Quote every line as given.

> **Records from a collection**:
------------------------
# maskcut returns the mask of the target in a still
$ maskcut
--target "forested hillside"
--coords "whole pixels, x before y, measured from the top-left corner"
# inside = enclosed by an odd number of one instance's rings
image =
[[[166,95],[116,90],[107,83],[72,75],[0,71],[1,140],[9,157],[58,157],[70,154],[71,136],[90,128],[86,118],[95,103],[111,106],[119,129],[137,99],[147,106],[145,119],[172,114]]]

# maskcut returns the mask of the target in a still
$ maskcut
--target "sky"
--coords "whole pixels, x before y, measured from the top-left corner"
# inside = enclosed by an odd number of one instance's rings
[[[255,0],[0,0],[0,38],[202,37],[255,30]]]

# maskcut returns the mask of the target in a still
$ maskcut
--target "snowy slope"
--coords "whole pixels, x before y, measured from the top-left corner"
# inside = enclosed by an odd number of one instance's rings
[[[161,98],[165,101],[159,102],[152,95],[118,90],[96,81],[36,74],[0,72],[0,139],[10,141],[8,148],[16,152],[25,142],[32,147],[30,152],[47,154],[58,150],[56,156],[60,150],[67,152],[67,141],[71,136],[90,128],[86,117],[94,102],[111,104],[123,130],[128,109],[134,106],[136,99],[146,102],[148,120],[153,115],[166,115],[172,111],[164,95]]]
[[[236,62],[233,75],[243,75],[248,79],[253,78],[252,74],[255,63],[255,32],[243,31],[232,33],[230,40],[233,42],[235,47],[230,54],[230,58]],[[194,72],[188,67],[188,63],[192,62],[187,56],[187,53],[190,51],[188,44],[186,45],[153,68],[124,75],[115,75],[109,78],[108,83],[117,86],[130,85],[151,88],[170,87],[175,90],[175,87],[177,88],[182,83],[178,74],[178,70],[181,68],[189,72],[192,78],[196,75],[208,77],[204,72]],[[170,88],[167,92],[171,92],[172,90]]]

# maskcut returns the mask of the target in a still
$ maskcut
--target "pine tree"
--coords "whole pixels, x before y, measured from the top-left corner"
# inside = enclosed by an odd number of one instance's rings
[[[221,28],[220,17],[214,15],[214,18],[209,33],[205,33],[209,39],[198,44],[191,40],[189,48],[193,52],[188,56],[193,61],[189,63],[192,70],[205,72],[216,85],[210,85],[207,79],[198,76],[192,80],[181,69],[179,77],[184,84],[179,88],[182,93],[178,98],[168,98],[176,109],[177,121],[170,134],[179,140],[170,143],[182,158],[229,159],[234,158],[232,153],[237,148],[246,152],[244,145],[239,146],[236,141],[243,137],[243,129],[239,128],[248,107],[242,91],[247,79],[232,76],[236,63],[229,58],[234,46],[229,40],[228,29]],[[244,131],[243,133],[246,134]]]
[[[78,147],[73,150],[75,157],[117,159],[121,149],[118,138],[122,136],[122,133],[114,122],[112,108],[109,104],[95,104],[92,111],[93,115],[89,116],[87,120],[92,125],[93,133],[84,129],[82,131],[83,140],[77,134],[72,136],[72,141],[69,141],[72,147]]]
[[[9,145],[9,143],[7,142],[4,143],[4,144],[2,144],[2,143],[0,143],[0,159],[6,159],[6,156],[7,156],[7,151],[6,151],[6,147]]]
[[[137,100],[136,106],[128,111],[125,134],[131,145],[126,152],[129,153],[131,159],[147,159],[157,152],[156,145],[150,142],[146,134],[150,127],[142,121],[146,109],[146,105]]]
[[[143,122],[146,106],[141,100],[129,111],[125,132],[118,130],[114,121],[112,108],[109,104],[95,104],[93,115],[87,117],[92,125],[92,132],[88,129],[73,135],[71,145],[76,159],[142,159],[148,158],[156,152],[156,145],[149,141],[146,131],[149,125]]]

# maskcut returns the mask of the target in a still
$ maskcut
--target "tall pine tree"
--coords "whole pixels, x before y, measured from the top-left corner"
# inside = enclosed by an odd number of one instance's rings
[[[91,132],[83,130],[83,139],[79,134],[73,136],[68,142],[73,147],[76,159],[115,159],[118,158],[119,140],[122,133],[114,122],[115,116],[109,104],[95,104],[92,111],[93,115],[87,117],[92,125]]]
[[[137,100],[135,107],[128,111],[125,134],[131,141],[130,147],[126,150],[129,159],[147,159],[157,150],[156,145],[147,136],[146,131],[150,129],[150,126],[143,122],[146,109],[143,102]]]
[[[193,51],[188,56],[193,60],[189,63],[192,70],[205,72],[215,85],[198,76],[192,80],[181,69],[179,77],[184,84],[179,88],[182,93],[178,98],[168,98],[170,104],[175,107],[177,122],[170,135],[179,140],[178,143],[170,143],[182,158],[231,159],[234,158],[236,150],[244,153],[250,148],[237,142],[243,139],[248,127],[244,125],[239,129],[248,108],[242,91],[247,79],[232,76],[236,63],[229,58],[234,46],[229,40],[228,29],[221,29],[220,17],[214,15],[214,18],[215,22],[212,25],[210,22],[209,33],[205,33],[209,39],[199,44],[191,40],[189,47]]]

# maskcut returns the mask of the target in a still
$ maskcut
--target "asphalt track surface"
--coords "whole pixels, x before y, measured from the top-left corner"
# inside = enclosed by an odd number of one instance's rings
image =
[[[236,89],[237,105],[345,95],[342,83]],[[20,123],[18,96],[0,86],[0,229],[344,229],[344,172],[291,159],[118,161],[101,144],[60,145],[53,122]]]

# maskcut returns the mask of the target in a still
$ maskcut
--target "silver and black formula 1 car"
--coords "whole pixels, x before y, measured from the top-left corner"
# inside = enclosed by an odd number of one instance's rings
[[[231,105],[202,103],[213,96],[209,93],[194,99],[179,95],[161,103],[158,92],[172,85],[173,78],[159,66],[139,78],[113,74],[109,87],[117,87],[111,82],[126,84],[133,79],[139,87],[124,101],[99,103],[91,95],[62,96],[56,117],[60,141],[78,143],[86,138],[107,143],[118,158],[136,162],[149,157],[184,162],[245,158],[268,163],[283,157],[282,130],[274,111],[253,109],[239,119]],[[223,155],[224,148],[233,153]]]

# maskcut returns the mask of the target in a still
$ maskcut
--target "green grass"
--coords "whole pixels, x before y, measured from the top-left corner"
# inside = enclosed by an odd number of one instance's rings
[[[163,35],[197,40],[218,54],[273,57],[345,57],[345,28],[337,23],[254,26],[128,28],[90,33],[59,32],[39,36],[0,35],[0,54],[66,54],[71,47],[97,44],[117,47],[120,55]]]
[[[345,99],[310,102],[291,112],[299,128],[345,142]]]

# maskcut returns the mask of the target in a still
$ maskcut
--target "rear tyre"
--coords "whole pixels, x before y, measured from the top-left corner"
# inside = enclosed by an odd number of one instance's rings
------------------------
> **Reply**:
# maskcut returns the mask of the target in a still
$ maskcut
--target "forested hillside"
--coords "whole pixels, x before y, measured from the top-left corner"
# inside = enclosed by an odd number of one instance's rings
image =
[[[166,95],[116,90],[107,83],[72,75],[0,71],[1,140],[9,157],[58,157],[70,154],[71,136],[90,128],[86,118],[95,103],[111,106],[119,129],[137,99],[147,106],[145,119],[172,114]]]

# maskcut returns the mask of the target in a still
$ maskcut
--target "sky"
--coords "whole pixels, x before y, measured from the top-left corner"
# inside = enclosed by an odd number of one instance's rings
[[[255,0],[0,0],[0,38],[202,37],[255,30]]]

# maskcut returns the mask of the target in a still
$ maskcut
--target "snowy slope"
--coords "whole pixels, x before y, measured from the top-left corner"
# inside = enclosed by an odd number of one instance's rings
[[[161,98],[165,101],[159,102],[152,95],[118,90],[96,81],[36,74],[0,72],[0,139],[10,141],[8,148],[16,152],[25,142],[32,147],[30,152],[47,154],[58,150],[56,156],[60,150],[67,152],[67,141],[71,136],[90,128],[86,117],[94,102],[111,104],[123,130],[128,109],[134,106],[136,99],[146,102],[148,120],[153,115],[166,115],[172,111],[164,95]]]
[[[236,62],[233,75],[243,75],[248,79],[253,78],[252,74],[255,63],[255,32],[243,31],[232,33],[230,40],[233,42],[235,47],[230,54],[230,58]],[[194,72],[188,67],[188,63],[192,62],[187,56],[187,53],[190,51],[188,44],[186,45],[153,68],[124,75],[115,75],[109,78],[108,83],[117,86],[130,85],[151,88],[170,87],[175,90],[175,87],[177,88],[182,83],[178,74],[178,70],[181,68],[189,72],[192,78],[196,75],[208,77],[204,72]],[[170,88],[167,92],[171,92],[172,90]]]

# maskcut returns the mask of the target in a still
$ maskcut
--target "pine tree"
--coords "whole pixels, x before y, measured from the top-left corner"
# inside = enclosed by an odd number of one instance's rings
[[[221,28],[220,17],[214,15],[214,18],[209,33],[205,33],[209,39],[198,44],[191,40],[189,48],[193,52],[188,56],[193,61],[189,63],[192,70],[205,72],[216,85],[210,85],[207,79],[198,76],[192,80],[181,69],[179,77],[184,84],[179,88],[182,93],[178,98],[168,98],[176,109],[177,121],[170,134],[179,140],[170,143],[182,158],[229,159],[234,158],[232,153],[237,148],[246,152],[244,145],[239,146],[236,141],[243,137],[243,129],[239,128],[248,107],[242,91],[247,79],[232,76],[236,63],[229,58],[234,46],[229,40],[228,29]],[[244,131],[243,133],[246,134]]]
[[[78,147],[73,150],[75,157],[117,159],[121,149],[118,138],[122,136],[122,133],[114,122],[112,108],[109,104],[95,104],[92,111],[93,115],[89,116],[87,120],[92,125],[93,133],[84,129],[82,131],[83,140],[77,134],[72,136],[72,141],[69,141],[72,147]]]
[[[9,145],[9,143],[7,142],[4,143],[4,144],[2,144],[2,143],[0,143],[0,159],[6,159],[6,156],[7,156],[7,151],[6,151],[6,147]]]
[[[137,100],[136,106],[128,111],[125,134],[131,145],[126,152],[129,153],[131,159],[147,159],[157,152],[156,145],[150,142],[146,134],[150,127],[142,121],[146,109],[146,105]]]
[[[143,122],[146,106],[141,100],[129,111],[125,132],[118,130],[114,121],[112,108],[109,104],[95,104],[93,115],[87,117],[92,125],[92,132],[88,129],[73,135],[71,145],[76,159],[142,159],[148,158],[156,152],[156,145],[149,141],[146,131],[149,125]]]

# maskcut returns the mask of the target in a still
$ maskcut
--target "tall pine tree"
--coords "whole pixels, x before y, measured from the top-left corner"
# inside = enclosed by an odd number of one instance's rings
[[[91,132],[83,130],[83,139],[79,134],[73,136],[68,142],[73,147],[76,159],[115,159],[118,158],[119,140],[122,133],[114,122],[115,116],[109,104],[95,104],[92,111],[93,115],[87,117],[92,125]]]
[[[137,100],[135,107],[128,111],[125,134],[131,141],[130,147],[126,150],[129,159],[147,159],[157,150],[156,145],[147,136],[146,131],[150,129],[150,126],[143,122],[146,109],[143,102]]]
[[[193,51],[188,56],[193,60],[189,63],[192,70],[205,72],[215,85],[198,76],[192,80],[181,69],[179,77],[184,84],[179,88],[182,93],[178,98],[168,98],[170,104],[175,107],[177,122],[170,135],[179,140],[178,143],[170,143],[182,158],[231,159],[234,158],[236,150],[244,153],[250,148],[237,142],[243,139],[248,127],[244,125],[239,129],[248,108],[242,91],[247,79],[232,76],[236,63],[229,58],[234,46],[229,40],[228,29],[221,29],[220,17],[214,15],[214,18],[215,22],[212,25],[210,22],[209,33],[205,33],[209,39],[199,44],[191,40],[189,47]]]

# maskcut returns the mask of the target in a still
$ maskcut
--target "asphalt track surface"
--coords "whole pixels, x before y, measured from the top-left corner"
# inside = enclosed by an odd number of one instance's rings
image =
[[[236,89],[237,105],[345,95],[342,83]],[[20,123],[18,96],[0,86],[0,229],[344,229],[344,172],[291,159],[118,161],[101,144],[60,145],[53,122]]]

# maskcut returns the mask of the target in a still
$ maskcut
--target "silver and black formula 1 car"
--coords "whole pixels, x before y, measured from the top-left corner"
# inside = enclosed by an odd number of one instance's rings
[[[231,105],[202,103],[213,96],[209,93],[194,99],[179,95],[161,103],[158,92],[172,85],[173,78],[159,66],[139,78],[113,74],[109,87],[117,87],[111,82],[126,84],[133,79],[139,87],[124,101],[99,103],[91,95],[62,96],[56,117],[60,141],[78,143],[86,138],[107,143],[118,158],[136,162],[149,157],[184,162],[245,158],[268,163],[283,157],[282,130],[274,111],[253,109],[239,119]],[[223,155],[224,148],[233,153]]]

# maskcut returns the mask of the target in a still
$ maskcut
--target "green grass"
--coords "whole pixels, x before y, measured from the top-left corner"
# inside = enclosed by an odd number of one instance's rings
[[[163,35],[197,40],[218,54],[273,57],[345,57],[345,28],[337,23],[254,26],[128,28],[90,33],[59,32],[39,36],[0,35],[0,54],[66,54],[71,47],[97,44],[117,47],[120,55]]]
[[[345,99],[310,102],[291,112],[299,128],[345,142]]]

# maskcut returns the mask of the target in a still
$ maskcut
--target "rear tyre"
--coords "whole pixels, x before y, measured from the top-left corner"
# inside = enclosed by an odd number of one instance's rings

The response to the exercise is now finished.